### STATED TASK
Name every protocol that the email reply below about delay measurement precision mentions.

### DOCUMENT SEGMENT
──────────
On Tue, May 25, 2021 at 9:53 AM Tony Li  wrote:

>
> Hi Greg,
>
> Firstly, I am not suggesting it be changed to a nanosecond, but, perhaps,
> 10 nanoseconds or 100 nanoseconds.
>
>
> Ok.  The specific precision isn’t particularly relevant to me.  The real
> questions are whether microseconds are the right base or not, and whether
> we should shift to floating point for additional range or add more bits.
>
> To Tony's question, the delay is usually calculated from the timestamps
> collected at measurement points (MP). Several formats of a timestamp, but
> most protocols I'm familiar with, use 64 bit-long, e.g., NTP or PTP, where
> 32 bits represent seconds and 32 bits - a fraction of a second. As you can
> see, the nanosecond-level resolution is well within the capability of
> protocols like OWAMP/TWAMP/STAMP. As for use cases that may benefit from
> higher resolution of the packet delay metric, I can think of URLLC in the
> MEC environment. I was told that some applications have an RTT budget of in
> the tens microseconds range.
──────────
### DATASET CONTENT
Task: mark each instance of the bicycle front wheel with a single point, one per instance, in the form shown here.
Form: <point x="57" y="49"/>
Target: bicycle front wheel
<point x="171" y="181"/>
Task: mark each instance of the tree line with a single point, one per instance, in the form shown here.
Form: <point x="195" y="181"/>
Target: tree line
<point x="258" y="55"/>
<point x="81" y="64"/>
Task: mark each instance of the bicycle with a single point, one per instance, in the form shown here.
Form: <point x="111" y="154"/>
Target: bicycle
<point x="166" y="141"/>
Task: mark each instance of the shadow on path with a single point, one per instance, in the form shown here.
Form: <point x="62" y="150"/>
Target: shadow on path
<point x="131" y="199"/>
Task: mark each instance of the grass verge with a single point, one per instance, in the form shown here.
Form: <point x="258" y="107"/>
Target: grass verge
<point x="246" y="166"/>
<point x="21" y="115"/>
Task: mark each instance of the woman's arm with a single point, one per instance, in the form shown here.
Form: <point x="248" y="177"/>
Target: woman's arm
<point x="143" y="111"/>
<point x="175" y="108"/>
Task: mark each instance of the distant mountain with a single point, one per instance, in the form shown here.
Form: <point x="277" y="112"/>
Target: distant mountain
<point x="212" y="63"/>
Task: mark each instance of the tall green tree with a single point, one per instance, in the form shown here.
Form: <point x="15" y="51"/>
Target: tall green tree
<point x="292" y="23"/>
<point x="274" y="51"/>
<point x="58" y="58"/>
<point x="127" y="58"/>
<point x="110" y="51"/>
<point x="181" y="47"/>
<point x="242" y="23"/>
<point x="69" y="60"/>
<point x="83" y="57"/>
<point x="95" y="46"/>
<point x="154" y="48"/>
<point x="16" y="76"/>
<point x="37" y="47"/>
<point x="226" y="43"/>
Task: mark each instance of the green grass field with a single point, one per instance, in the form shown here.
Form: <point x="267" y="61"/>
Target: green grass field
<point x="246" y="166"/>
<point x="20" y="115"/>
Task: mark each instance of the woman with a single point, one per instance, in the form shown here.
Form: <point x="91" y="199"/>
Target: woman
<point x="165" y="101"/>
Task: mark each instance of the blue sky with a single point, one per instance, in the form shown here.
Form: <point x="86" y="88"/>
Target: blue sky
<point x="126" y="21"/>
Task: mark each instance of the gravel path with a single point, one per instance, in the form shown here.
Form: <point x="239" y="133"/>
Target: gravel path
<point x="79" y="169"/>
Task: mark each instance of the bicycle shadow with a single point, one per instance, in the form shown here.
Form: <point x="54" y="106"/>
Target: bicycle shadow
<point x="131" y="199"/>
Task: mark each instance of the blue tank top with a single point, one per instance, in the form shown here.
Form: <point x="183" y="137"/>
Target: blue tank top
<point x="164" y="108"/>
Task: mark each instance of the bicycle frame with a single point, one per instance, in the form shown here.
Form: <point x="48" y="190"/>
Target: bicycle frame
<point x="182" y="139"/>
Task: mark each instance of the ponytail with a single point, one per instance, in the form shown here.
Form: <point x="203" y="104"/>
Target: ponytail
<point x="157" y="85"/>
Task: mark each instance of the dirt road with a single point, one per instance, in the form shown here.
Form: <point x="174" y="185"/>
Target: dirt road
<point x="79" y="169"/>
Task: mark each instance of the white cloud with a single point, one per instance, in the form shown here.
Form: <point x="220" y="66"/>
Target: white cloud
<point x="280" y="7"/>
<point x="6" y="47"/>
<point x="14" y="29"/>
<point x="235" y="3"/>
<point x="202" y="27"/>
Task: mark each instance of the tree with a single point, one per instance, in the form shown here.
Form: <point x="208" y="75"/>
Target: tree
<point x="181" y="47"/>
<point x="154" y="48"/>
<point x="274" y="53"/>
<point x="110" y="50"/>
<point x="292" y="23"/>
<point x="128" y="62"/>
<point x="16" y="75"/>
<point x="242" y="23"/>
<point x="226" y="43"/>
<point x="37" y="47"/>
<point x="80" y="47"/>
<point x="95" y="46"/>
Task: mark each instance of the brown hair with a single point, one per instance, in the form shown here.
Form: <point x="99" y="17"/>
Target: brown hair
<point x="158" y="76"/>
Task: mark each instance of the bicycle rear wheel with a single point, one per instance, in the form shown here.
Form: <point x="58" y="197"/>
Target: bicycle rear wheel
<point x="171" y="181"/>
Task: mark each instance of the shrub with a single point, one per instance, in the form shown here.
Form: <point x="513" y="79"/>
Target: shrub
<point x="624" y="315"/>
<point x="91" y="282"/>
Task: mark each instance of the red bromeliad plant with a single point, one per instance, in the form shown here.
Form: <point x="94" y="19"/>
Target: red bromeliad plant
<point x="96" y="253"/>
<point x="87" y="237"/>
──────────
### WORKED SOLUTION
NTP, PTP, OWAMP, TWAMP, STAMP